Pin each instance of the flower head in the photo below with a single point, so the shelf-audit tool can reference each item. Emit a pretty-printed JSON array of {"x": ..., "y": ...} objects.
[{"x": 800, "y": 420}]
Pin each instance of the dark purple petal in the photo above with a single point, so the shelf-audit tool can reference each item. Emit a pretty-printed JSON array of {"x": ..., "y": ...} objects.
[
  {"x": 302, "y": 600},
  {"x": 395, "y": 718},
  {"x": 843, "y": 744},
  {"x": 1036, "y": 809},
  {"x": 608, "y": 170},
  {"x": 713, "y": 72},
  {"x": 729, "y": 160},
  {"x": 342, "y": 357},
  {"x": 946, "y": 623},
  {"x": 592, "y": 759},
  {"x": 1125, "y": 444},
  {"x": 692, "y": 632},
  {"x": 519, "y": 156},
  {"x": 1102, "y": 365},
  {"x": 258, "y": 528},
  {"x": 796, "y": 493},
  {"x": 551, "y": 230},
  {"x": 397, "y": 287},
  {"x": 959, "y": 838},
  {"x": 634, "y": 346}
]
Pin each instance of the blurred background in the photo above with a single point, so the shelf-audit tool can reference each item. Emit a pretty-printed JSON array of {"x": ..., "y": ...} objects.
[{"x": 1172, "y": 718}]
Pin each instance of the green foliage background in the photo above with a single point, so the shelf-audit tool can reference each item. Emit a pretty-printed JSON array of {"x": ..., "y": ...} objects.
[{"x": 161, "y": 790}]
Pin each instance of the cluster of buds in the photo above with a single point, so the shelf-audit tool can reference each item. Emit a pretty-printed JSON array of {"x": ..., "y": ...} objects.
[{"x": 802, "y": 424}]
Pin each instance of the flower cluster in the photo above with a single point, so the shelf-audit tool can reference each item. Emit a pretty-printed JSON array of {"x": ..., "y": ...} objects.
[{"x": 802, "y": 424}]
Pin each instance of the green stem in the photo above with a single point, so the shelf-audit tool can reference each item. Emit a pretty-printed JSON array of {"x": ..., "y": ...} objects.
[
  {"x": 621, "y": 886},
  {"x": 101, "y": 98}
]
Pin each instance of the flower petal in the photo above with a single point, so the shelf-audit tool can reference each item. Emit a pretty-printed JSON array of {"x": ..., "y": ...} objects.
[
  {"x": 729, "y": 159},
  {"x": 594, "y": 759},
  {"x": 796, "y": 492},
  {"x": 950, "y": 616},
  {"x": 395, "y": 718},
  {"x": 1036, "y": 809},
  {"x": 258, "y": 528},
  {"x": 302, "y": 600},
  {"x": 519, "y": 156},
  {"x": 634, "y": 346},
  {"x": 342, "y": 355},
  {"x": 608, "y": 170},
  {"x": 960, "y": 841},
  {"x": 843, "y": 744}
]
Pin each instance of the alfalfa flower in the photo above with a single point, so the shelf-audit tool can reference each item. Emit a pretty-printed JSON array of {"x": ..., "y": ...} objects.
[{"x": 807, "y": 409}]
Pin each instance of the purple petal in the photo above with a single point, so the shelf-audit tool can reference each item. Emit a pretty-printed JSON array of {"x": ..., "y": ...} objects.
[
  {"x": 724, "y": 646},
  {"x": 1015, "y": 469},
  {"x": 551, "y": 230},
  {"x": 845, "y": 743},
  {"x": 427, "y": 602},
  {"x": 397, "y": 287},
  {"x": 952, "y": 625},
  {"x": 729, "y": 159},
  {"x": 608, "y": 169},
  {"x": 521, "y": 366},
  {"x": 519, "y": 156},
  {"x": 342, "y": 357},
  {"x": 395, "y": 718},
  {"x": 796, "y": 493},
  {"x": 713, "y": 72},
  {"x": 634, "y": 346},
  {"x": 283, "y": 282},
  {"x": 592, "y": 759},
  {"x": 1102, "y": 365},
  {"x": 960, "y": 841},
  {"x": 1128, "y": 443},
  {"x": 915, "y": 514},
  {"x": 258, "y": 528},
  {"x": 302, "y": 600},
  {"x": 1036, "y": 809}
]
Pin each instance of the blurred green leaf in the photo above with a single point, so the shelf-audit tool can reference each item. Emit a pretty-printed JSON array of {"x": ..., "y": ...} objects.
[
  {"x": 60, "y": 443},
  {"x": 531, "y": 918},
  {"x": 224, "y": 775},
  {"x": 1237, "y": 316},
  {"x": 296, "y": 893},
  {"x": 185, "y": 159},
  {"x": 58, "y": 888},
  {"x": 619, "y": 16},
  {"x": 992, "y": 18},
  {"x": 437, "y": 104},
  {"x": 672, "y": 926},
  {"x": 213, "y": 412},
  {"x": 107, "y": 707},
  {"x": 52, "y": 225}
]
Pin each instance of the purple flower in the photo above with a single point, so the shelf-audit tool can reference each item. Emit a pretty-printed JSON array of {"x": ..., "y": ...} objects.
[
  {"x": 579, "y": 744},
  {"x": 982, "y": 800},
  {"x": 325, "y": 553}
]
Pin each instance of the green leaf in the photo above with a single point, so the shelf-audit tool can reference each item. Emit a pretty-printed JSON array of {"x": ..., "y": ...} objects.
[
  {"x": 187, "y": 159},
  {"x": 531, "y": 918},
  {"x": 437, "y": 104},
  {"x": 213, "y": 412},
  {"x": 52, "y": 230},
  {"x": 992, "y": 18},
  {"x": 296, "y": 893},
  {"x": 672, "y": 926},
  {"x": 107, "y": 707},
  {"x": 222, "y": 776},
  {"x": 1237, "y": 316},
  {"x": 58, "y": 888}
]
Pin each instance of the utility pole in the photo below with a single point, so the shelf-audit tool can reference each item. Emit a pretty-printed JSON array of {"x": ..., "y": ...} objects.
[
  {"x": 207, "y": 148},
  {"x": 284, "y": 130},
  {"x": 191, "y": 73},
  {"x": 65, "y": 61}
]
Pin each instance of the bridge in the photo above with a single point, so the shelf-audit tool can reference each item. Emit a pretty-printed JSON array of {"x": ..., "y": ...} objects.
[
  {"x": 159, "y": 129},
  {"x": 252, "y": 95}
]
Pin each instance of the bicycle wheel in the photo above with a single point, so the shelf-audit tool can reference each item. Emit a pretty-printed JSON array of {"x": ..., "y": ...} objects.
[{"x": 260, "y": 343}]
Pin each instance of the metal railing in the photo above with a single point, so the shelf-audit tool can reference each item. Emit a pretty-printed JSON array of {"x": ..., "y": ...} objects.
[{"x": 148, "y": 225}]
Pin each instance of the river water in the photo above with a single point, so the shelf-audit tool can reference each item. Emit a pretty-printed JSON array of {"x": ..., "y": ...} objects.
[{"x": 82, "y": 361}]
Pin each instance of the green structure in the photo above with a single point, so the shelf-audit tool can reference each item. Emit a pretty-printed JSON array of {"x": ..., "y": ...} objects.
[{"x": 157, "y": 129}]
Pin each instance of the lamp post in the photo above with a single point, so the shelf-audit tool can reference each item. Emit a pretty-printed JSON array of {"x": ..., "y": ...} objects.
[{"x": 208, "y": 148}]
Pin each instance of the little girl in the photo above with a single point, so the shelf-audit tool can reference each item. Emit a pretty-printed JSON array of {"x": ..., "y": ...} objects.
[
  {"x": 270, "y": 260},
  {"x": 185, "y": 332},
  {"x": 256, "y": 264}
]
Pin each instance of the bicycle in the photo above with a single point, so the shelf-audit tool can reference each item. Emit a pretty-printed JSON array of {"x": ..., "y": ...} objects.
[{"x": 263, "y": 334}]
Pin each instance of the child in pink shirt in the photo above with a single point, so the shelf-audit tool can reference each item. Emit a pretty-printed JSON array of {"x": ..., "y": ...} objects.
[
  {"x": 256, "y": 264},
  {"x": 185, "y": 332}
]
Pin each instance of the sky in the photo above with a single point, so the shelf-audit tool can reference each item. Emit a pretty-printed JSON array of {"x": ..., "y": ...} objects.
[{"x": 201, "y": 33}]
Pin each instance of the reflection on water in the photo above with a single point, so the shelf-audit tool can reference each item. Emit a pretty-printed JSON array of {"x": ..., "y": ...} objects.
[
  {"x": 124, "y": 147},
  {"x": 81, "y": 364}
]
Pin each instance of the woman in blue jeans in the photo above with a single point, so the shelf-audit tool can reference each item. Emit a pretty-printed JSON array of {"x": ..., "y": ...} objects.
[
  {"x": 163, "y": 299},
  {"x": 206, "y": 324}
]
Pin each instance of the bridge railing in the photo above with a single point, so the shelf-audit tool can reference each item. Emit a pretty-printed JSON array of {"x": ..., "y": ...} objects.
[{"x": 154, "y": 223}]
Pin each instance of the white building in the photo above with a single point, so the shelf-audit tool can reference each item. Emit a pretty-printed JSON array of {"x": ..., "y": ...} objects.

• Directions for this task
Give back exactly the lines beginning at the one with "Pin each instance of the bridge railing" and ending at the final line of the material; both boundary lines belong in it.

• Solution for this task
Pin each instance of the bridge railing in the photo above with a single point, so the shelf-audit tool can reference each item. Emit a pretty-printed JSON array of {"x": ..., "y": ...} objects.
[{"x": 154, "y": 223}]
Pin each instance of the white building in the photo above with a single point, so the shelf-audit tool can reference each item. Emit a pretty-printed JSON array of {"x": ..., "y": ...} objects.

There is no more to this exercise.